* BEGIN *

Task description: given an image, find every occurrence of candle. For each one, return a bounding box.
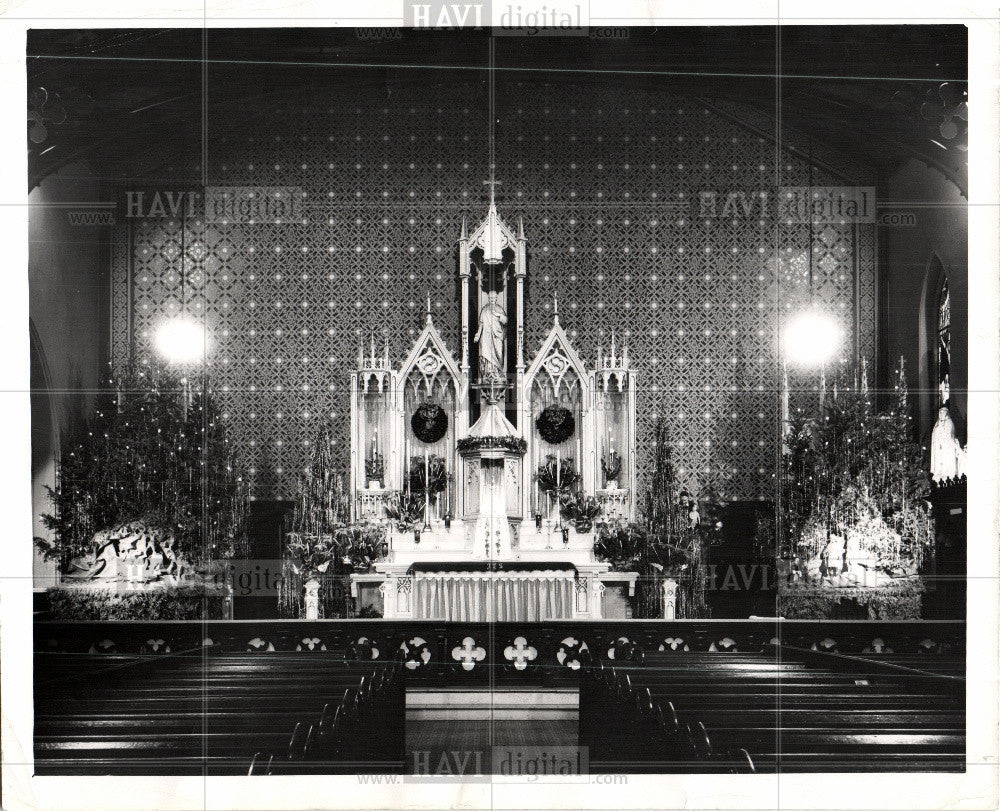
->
[424,448,431,524]
[403,436,410,494]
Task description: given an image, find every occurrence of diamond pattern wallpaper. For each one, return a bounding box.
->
[112,79,875,499]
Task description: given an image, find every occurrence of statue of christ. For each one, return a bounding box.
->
[473,290,507,383]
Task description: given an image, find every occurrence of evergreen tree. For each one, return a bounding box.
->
[292,425,348,536]
[35,369,246,566]
[782,361,931,573]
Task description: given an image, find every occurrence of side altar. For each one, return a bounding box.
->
[350,194,636,621]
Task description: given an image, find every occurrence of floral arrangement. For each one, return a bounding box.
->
[535,454,580,493]
[410,455,448,497]
[410,403,448,445]
[457,436,528,454]
[365,454,385,482]
[601,453,622,482]
[535,405,576,445]
[559,493,601,532]
[385,491,424,532]
[594,521,648,571]
[285,532,337,580]
[336,525,385,572]
[45,586,228,621]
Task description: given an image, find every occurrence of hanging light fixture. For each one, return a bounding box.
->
[155,212,208,364]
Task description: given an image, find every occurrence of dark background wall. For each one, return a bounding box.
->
[879,160,969,439]
[28,164,110,585]
[113,79,875,499]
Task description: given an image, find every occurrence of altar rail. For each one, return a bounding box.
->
[34,620,965,683]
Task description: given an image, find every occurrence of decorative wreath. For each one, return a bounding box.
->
[410,403,448,445]
[535,406,576,445]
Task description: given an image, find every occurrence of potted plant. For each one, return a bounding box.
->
[559,493,601,533]
[385,491,424,532]
[535,454,580,495]
[594,521,647,572]
[601,451,622,490]
[285,532,336,620]
[337,526,385,572]
[365,453,385,490]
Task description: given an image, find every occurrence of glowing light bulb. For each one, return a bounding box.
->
[784,310,840,366]
[156,318,208,363]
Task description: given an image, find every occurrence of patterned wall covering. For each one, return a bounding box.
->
[113,81,875,499]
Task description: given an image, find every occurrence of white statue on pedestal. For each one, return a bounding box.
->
[931,406,965,483]
[473,290,507,383]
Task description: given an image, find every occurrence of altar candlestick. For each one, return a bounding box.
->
[424,448,431,525]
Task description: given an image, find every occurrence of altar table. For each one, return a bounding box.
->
[412,569,576,622]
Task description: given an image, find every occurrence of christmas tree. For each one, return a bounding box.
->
[641,417,710,617]
[781,360,932,611]
[35,368,247,569]
[292,425,349,535]
[278,424,385,617]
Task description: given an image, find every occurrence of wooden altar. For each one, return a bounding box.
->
[350,194,652,620]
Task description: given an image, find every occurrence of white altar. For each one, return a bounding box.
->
[350,195,636,621]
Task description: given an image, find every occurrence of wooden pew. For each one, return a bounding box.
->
[35,651,404,774]
[581,650,964,771]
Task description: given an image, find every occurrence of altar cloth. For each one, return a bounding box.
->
[413,570,576,622]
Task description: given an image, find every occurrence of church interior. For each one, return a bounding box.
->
[27,25,969,778]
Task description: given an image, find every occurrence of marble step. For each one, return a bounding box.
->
[406,687,580,721]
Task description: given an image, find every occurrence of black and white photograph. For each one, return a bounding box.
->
[0,0,1000,809]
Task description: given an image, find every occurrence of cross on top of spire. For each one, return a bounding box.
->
[483,179,503,208]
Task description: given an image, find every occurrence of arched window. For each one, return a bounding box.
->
[937,275,951,406]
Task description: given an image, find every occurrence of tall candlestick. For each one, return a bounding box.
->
[403,437,410,495]
[424,448,431,524]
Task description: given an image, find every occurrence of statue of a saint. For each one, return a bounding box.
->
[931,406,965,483]
[473,290,507,383]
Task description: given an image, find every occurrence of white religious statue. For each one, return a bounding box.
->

* END *

### Short task
Copy out the rows exactly as they stand, from the row that contains "Task description: given an image, find every occurrence of cross" through the last row, inclusive.

### Problem solution
Task description: given an image, find every occurrence of cross on top of spire. For each one, return a bounding box.
->
[483,179,503,208]
Task description: given an image, find every occurrence of arched window. For each one, return a bounding box.
->
[937,275,951,406]
Task description: given an image, find every occurrence of tall candlestick. For each one, return a bounding box.
->
[403,437,410,495]
[424,448,431,524]
Task description: given an image, find every occurrence of statue of a saint. For each one, return a bounding box.
->
[931,406,965,483]
[473,290,507,383]
Task description: given an image, find every occurrence of white religious statue. For each one, return a bounding box.
->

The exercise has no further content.